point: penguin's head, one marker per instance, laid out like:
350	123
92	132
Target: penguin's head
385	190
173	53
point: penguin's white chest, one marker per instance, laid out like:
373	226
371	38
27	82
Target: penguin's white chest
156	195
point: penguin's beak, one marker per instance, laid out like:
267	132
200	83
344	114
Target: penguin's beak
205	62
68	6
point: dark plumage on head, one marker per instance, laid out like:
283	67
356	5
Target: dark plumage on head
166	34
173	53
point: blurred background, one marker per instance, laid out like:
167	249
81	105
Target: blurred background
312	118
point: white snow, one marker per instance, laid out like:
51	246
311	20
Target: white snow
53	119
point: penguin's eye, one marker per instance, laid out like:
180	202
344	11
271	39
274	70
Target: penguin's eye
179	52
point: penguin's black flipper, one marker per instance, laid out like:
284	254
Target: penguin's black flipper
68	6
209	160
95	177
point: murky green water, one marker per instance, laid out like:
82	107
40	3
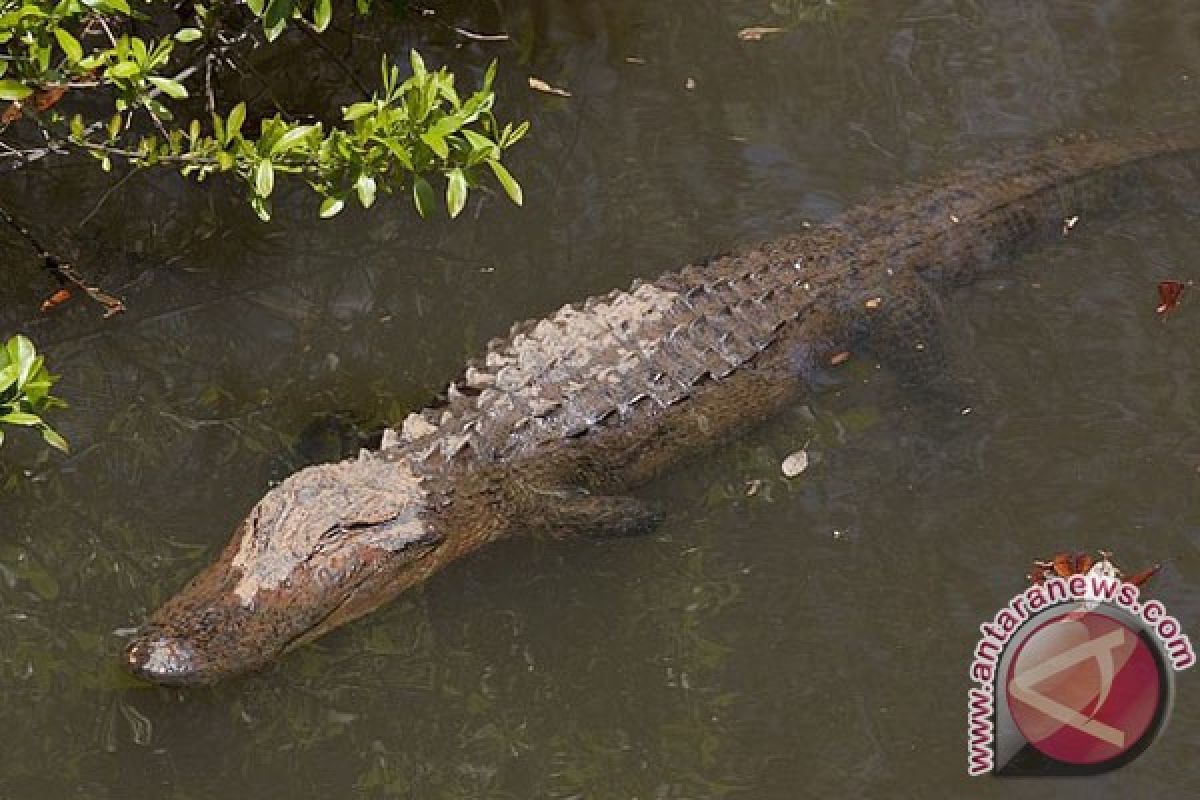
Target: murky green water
810	641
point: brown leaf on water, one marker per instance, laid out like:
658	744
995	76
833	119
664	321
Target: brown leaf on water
12	113
756	34
1169	295
48	97
538	84
55	300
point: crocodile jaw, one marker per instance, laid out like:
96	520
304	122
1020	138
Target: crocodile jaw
328	545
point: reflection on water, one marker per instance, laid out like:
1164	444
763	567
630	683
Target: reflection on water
808	639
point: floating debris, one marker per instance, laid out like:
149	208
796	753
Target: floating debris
796	463
538	84
1169	295
756	34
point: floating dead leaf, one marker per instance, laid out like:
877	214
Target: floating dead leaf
1169	295
796	463
756	34
538	84
12	113
55	300
48	97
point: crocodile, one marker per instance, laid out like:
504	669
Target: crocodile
552	428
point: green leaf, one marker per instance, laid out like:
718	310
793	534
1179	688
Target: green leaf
237	116
264	179
123	70
401	154
169	88
366	188
276	18
262	206
418	64
357	110
292	138
322	14
21	417
456	192
437	144
13	90
23	354
423	196
70	44
331	206
53	439
510	185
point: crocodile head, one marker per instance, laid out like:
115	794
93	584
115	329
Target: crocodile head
325	546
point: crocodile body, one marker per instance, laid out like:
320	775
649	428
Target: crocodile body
556	422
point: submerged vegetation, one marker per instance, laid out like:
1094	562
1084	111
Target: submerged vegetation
25	390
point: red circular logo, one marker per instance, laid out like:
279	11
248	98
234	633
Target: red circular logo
1084	689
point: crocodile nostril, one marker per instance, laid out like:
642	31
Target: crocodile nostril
163	660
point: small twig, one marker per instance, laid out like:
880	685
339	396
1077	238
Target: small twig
64	271
462	31
479	37
105	197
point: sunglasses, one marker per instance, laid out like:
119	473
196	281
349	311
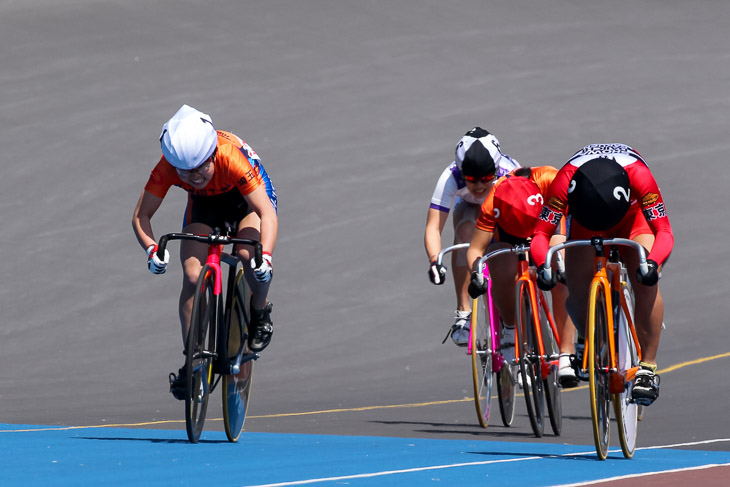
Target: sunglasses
201	168
483	179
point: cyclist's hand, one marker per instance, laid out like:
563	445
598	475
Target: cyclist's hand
477	288
263	272
543	282
437	273
652	275
154	263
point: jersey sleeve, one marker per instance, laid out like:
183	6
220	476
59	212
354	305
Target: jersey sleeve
162	177
486	220
646	191
238	168
445	192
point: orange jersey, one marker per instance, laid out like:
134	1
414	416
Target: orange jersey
542	176
233	169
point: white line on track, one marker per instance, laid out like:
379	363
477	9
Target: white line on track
645	474
491	462
411	470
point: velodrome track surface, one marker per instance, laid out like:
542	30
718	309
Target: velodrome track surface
354	108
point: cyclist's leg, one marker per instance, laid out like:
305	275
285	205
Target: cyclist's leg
578	275
262	327
192	258
503	272
464	219
249	227
649	312
563	323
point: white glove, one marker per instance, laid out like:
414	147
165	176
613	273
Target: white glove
264	271
154	264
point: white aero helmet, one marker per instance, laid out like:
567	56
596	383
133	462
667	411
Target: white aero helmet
188	139
478	153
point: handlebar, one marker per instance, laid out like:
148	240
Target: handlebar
214	238
445	251
515	249
598	243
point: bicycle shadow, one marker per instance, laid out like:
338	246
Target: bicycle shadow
449	429
169	441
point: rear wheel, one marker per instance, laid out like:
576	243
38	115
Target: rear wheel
506	384
552	389
199	354
237	387
481	360
599	364
626	412
529	360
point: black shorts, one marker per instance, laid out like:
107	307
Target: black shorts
222	210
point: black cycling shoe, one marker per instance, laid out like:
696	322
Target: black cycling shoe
177	383
261	328
646	387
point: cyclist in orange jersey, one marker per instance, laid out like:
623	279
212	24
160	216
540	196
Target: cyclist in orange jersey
608	190
227	186
508	216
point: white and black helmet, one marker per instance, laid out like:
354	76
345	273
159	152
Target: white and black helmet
478	153
188	139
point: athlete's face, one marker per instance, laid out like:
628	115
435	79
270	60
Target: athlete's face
199	177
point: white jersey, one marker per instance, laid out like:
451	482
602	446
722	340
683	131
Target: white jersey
451	185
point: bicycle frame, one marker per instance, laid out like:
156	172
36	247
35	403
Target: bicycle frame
602	265
527	277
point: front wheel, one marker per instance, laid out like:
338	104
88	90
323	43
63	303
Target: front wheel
199	354
552	352
481	360
237	387
506	385
529	359
599	367
626	412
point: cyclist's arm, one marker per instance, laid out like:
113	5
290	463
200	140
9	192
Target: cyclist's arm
259	202
142	216
477	247
435	222
652	205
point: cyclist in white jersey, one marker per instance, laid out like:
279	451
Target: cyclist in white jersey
462	187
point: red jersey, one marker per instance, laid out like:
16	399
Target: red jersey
233	169
644	196
542	176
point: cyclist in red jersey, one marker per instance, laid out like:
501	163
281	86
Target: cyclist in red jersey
508	216
227	186
608	190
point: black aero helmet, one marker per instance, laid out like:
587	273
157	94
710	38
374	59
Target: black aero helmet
478	153
599	194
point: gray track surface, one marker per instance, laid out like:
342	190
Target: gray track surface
355	108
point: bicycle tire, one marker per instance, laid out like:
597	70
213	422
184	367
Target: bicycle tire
625	411
552	388
236	388
199	355
506	393
481	360
598	350
529	361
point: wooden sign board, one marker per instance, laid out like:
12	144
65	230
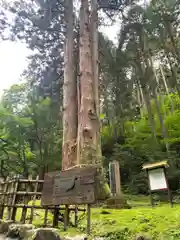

•••••

*Problem statement*:
Each entry above should come back word for word, and no picture should come with it.

*Answer for the task*:
point: penguin's head, one marker per instance, laid out like:
350	123
92	132
Target: penguin's head
385	190
173	53
point: penguin's white chest, one marker per instance, laid out like:
373	226
371	38
27	82
Target: penguin's white chest
156	195
point: penguin's beak, one marker per instance, laid out like:
267	132
200	83
344	114
Target: penguin's beak
205	62
68	6
point: dark plumage on head, one marker per instance, laid out like:
283	67
356	5
Target: dark plumage on head
166	34
173	53
point: blurred background, one marker per instance, laid out like:
167	249
81	105
Target: blurred background
312	118
point: white snow, one marker per instance, laid out like:
51	246
311	20
Target: white snow
53	119
point: penguin's eye, one marker per instance, laid out like:
180	202
344	11
271	39
274	70
Target: penguin's eye
179	52
point: penguin's black flipper, one marker per instance, laid out like:
284	254
Target: penguin's black flipper
68	6
209	160
95	177
point: murky green water, one marker per instance, laid out like:
82	107
40	3
Target: murky green water
810	641
point: brown leaf on water, one marker per instance, laid out like:
658	744
995	76
833	119
664	321
Target: brown leaf on water
12	113
756	34
1169	295
48	97
538	84
55	300
point: crocodile jaw, one marker per instance, laid out like:
96	520
304	122
1020	138
Target: crocodile jaw
328	545
point: reflection on water, one marker per instance, laid out like:
1164	444
763	567
630	683
Target: reflection on water
808	639
point: floating debris, one marker per instance, laid out like:
149	208
796	753
Target: floating debris
796	463
538	84
1169	295
756	34
point: floating dead leaf, one marker per instance, laid out like:
877	214
Target: floating dead leaf
1169	295
796	463
756	34
538	84
12	113
55	300
48	97
point: crocodile, one marker per instance, laid out like:
504	669
Target: crocodile
552	428
point: green leaf, one marker per instance, laid out like:
718	310
793	534
1179	688
Target: green leaf
237	116
264	179
123	70
401	154
169	88
366	188
276	18
262	206
418	64
357	110
292	138
322	14
21	417
456	192
437	144
13	90
23	354
423	196
70	44
331	206
53	439
510	185
point: crocodile head, one marker per instance, laid out like:
115	794
93	584
115	329
Target: crocodile head
325	546
point: crocodile body, one marker per instance, laid out like:
320	775
649	428
Target: crocodile body
556	422
point: submerged vegetation, one marker per instance, laid out like:
1094	562
1084	111
Target: submerged vegetation
25	390
point: red circular logo, one marker per instance, laid out like:
279	11
248	98
234	633
Target: red circular logo
1084	689
point: crocodile nostril, one marker per instance, laid out like:
642	31
Target: crocodile nostril
163	660
point: small twig, one marker per instance, laid out like:
880	685
339	396
1077	238
Target: small twig
64	271
462	31
479	37
105	197
point: sunglasses, one marker per instance, laid out like:
119	473
196	281
349	311
Target: sunglasses
201	168
483	179
point: cyclist's hand, one marker per instance, laid out like:
563	445
598	475
Target: cyclist's hand
477	288
263	272
543	282
437	273
652	275
154	263
point: jersey sleeve, one marker per instance, laid out like:
183	6
220	476
59	212
354	305
Target: jersey sleeve
162	177
486	220
646	191
238	168
445	192
point: orange jersey, one marker per instance, laid out like:
134	1
414	416
Target: orange jersey
542	176
233	169
point: white line on track, one marker per instance, laid out like:
379	363
477	9
Target: white line on track
645	474
491	462
411	470
point: velodrome track surface, one marker per instance, laid out like:
542	30
718	309
Target: velodrome track surface
354	108
point: cyclist's leg, one marker per instance, laid out like:
305	275
285	205
Target: cyclist's leg
578	275
262	327
192	258
503	272
464	219
249	227
649	312
563	323
point: white glove, one marker per instance, laid out like:
414	147
165	176
613	273
Target: white glove
264	271
154	264
point: white aero helmet, one marker per instance, laid out like:
567	56
596	383
133	462
667	411
Target: white aero helmet
188	139
478	153
point: handlebar, one marker per instance, laid out like:
148	240
Target: handlebar
214	238
445	251
515	249
598	243
point: bicycle shadow, one marker per instance, laid out like:
338	246
Target: bicycle shadow
449	429
169	441
point: rear wheel, one marker per instance, laid out like:
576	243
38	115
Target: rear wheel
506	384
552	389
199	354
237	387
481	360
599	364
626	412
529	360
point: black shorts, one marker per instance, laid out like:
107	307
Target: black shorts
222	210
point: black cycling shoe, one marker per instance, laid out like:
696	322
Target: black cycling shoe
177	383
261	328
646	387
point: cyclist in orange jersey, one marker per instance, laid out like:
623	279
212	24
160	216
540	196
Target: cyclist in orange jersey
608	190
227	186
508	216
point: white and black helmet, one marker per instance, laid out like:
354	76
345	273
159	152
Target: white and black helmet
478	153
188	139
point: athlete's face, one marker per instance, laid out like:
628	115
435	79
270	60
Target: athlete's face
199	177
point: white jersey, one marker per instance, laid out like:
451	482
602	446
722	340
683	131
Target: white jersey
451	185
point: bicycle frame, one marker per instance, laid out like:
156	172
36	247
35	403
Target: bicycle frame
602	265
527	277
point: front wheel, one marker per instance, laid out like:
338	104
88	90
323	43
63	303
Target: front wheel
199	354
552	352
481	360
237	387
506	385
529	359
599	367
626	412
point: cyclist's arm, one marker per instance, laid out like:
113	5
290	463
200	140
9	192
Target: cyclist's arm
259	202
142	216
477	247
435	222
652	205
point: cyclist in white jersey, one marker per instance, laid out like:
279	451
Target: cyclist in white jersey
462	187
point: red jersey, one marker per instance, laid out like:
16	399
Target: red jersey
233	169
644	196
542	176
point: cyclist in red jersey, one marker per instance, laid out like:
501	163
281	86
Target: cyclist in red jersey
508	216
227	186
608	190
point: black aero helmet, one marker per instance, laid out like:
587	273
157	94
710	38
374	59
Target: black aero helmet
478	153
599	194
point: gray track surface, one marker per instance, laid out like:
342	190
Target: gray track surface
355	108
point: bicycle tire, one marker per instance, laid out like:
597	70
213	422
184	367
Target: bicycle tire
625	411
552	388
236	388
199	355
506	393
481	360
598	350
529	361
point: wooden sign board, one marker per instance, laid out like:
12	144
65	230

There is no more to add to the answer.